(Items listed in a dataset)
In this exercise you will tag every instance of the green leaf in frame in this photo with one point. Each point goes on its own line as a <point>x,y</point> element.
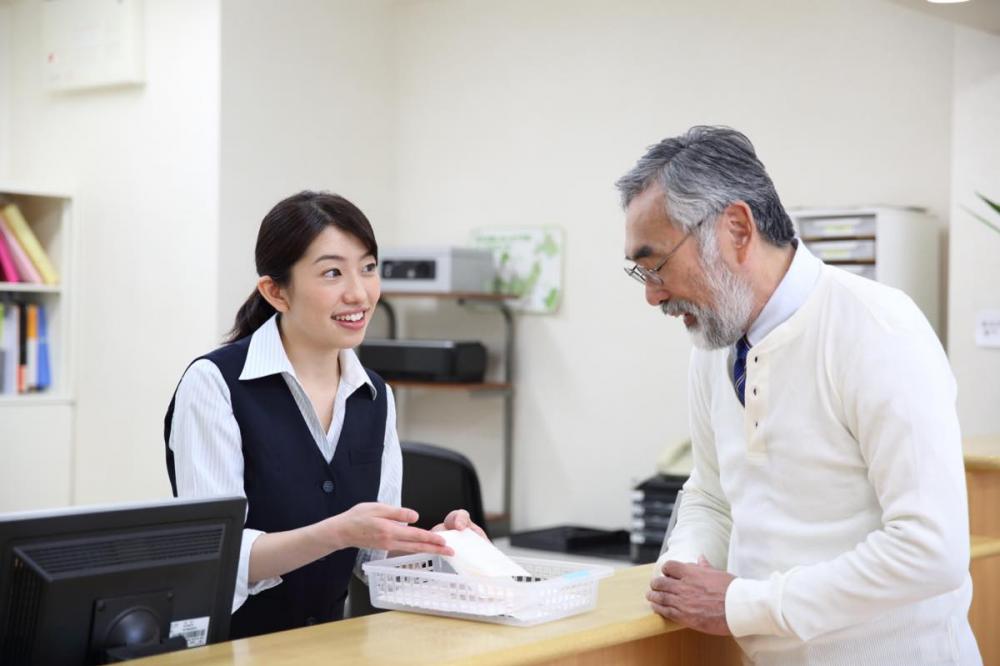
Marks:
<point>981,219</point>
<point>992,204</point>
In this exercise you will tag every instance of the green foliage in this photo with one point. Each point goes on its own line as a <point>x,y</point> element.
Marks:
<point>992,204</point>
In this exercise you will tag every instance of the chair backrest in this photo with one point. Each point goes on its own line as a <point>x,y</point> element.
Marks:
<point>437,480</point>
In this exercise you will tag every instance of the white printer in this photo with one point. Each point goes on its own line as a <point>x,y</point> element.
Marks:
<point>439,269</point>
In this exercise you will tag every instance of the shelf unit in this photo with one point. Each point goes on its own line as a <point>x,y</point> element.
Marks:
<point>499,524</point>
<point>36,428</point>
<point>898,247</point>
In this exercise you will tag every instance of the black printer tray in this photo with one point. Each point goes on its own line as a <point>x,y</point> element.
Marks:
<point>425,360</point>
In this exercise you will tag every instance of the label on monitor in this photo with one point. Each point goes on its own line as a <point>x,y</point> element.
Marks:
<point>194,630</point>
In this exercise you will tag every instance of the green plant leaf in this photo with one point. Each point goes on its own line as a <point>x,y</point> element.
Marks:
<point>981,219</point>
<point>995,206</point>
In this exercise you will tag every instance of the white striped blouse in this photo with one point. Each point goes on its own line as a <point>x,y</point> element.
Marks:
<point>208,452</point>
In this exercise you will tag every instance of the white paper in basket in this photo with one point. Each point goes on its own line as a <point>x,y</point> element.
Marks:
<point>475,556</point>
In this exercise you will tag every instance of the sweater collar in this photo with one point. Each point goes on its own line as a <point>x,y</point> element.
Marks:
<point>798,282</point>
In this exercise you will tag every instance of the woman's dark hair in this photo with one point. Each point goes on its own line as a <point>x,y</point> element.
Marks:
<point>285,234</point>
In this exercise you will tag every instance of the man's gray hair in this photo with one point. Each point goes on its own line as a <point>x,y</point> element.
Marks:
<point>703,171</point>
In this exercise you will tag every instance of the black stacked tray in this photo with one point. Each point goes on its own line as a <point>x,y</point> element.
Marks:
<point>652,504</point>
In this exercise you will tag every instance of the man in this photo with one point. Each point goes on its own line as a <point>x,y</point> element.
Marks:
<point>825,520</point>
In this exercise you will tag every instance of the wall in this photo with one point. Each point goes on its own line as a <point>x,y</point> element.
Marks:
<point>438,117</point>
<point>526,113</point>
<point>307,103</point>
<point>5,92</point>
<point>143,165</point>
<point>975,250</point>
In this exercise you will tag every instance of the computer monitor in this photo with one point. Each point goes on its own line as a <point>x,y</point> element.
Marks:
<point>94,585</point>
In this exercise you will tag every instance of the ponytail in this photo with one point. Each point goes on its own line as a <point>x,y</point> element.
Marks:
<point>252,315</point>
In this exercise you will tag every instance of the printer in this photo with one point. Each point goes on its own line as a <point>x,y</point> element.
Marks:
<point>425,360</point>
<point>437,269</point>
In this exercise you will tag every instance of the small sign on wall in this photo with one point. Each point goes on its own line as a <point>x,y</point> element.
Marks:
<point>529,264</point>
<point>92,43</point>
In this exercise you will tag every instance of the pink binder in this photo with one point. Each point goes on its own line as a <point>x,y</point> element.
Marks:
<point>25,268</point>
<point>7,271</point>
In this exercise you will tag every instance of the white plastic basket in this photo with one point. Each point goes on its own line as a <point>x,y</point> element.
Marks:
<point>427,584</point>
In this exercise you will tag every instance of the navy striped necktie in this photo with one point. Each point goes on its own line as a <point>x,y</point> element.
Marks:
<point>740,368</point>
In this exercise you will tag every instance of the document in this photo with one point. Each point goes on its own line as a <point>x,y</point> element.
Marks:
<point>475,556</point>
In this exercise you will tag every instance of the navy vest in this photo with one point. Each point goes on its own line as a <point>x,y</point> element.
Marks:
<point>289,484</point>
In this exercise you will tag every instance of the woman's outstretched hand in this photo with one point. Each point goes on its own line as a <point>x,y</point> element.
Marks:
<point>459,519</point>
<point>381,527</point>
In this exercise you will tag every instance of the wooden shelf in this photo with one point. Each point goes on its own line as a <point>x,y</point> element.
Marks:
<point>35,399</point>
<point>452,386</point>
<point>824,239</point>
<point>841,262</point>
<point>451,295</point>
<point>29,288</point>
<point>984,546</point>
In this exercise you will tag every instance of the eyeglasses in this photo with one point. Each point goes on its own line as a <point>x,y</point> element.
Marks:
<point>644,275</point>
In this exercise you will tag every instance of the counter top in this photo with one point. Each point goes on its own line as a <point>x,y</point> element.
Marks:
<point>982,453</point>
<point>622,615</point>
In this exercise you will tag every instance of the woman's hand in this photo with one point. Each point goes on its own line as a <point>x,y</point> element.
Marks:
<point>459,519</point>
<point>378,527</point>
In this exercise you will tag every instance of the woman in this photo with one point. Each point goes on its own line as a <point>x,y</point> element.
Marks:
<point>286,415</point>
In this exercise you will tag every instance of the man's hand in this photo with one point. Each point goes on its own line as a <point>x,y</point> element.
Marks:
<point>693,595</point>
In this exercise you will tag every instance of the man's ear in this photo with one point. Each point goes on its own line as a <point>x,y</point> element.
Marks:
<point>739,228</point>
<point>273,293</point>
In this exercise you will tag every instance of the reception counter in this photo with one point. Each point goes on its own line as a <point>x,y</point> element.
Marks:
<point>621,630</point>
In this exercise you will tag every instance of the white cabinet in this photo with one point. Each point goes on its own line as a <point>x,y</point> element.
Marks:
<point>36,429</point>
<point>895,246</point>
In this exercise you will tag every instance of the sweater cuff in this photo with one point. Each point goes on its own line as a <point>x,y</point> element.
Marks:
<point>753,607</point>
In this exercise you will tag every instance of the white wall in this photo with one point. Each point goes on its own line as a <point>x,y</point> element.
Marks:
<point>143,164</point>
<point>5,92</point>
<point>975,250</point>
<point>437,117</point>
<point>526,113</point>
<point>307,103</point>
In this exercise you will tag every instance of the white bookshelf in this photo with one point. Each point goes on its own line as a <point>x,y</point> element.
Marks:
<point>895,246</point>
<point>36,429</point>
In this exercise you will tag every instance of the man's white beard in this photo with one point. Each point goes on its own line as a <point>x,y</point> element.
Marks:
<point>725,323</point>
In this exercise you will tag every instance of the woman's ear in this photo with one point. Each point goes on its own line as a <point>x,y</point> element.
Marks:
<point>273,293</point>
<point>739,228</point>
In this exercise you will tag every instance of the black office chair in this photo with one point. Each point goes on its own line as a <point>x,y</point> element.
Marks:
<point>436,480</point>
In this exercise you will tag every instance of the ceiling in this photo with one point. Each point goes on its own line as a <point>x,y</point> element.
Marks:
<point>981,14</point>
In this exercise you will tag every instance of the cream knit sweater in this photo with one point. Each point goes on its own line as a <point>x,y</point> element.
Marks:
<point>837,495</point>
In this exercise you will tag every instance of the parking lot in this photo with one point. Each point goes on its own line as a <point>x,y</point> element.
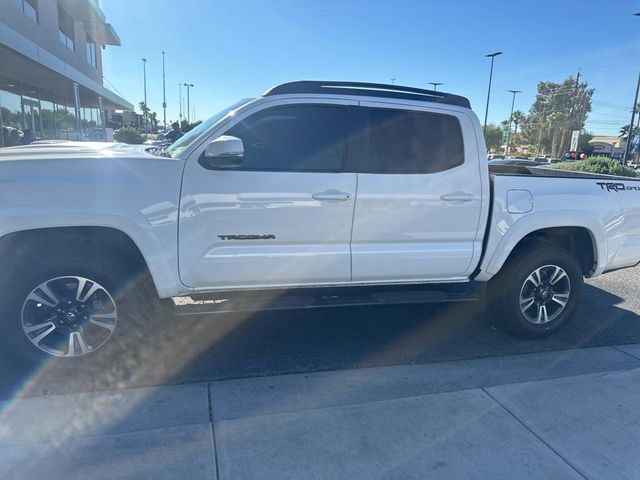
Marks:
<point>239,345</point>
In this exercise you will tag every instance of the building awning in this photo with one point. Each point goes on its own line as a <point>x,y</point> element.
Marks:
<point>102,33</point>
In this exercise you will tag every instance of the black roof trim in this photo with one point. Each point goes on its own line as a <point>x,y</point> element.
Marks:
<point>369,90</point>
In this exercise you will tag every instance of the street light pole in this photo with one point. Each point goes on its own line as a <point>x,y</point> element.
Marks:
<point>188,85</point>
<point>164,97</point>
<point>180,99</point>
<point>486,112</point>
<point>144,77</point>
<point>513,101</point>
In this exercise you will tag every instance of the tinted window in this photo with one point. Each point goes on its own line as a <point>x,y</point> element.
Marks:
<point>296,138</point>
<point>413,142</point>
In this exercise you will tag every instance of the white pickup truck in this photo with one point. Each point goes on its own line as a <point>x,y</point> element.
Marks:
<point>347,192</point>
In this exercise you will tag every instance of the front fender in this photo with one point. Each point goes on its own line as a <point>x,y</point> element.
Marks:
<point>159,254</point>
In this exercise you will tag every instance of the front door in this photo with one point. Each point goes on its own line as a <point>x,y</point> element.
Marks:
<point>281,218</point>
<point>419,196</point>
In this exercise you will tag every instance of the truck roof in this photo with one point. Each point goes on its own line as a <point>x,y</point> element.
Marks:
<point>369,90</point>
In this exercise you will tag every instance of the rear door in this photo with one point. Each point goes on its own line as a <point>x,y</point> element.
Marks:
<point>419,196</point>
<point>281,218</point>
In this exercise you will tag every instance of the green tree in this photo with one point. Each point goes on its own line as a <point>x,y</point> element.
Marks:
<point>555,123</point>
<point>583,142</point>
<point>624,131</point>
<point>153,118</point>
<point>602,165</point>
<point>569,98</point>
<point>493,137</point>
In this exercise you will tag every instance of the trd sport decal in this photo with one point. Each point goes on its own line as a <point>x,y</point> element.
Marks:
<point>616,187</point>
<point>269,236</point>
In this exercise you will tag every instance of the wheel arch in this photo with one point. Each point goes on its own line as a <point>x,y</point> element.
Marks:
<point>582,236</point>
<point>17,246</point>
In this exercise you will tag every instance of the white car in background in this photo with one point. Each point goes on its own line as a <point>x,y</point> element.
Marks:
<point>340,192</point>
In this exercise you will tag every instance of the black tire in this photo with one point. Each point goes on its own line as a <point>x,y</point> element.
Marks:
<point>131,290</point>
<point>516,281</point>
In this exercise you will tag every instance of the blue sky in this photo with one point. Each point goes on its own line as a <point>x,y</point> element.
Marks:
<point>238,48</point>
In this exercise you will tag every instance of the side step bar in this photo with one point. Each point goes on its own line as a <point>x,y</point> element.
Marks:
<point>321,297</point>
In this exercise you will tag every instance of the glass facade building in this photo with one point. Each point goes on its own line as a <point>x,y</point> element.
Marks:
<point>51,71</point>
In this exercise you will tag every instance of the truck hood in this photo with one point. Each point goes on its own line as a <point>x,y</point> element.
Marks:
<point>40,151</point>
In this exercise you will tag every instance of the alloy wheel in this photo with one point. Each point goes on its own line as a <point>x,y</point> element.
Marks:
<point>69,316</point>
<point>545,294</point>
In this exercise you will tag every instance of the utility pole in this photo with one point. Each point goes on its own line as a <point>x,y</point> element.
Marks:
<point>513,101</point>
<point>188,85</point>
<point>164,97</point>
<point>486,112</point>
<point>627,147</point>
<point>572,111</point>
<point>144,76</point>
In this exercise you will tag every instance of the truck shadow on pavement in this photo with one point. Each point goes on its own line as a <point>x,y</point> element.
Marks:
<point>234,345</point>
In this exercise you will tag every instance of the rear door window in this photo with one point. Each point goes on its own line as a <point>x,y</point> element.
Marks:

WHAT THE TASK REQUIRES — Looking at the records above, count the lines where the word "basket" appears. State only the number.

YOUR SOLUTION — 2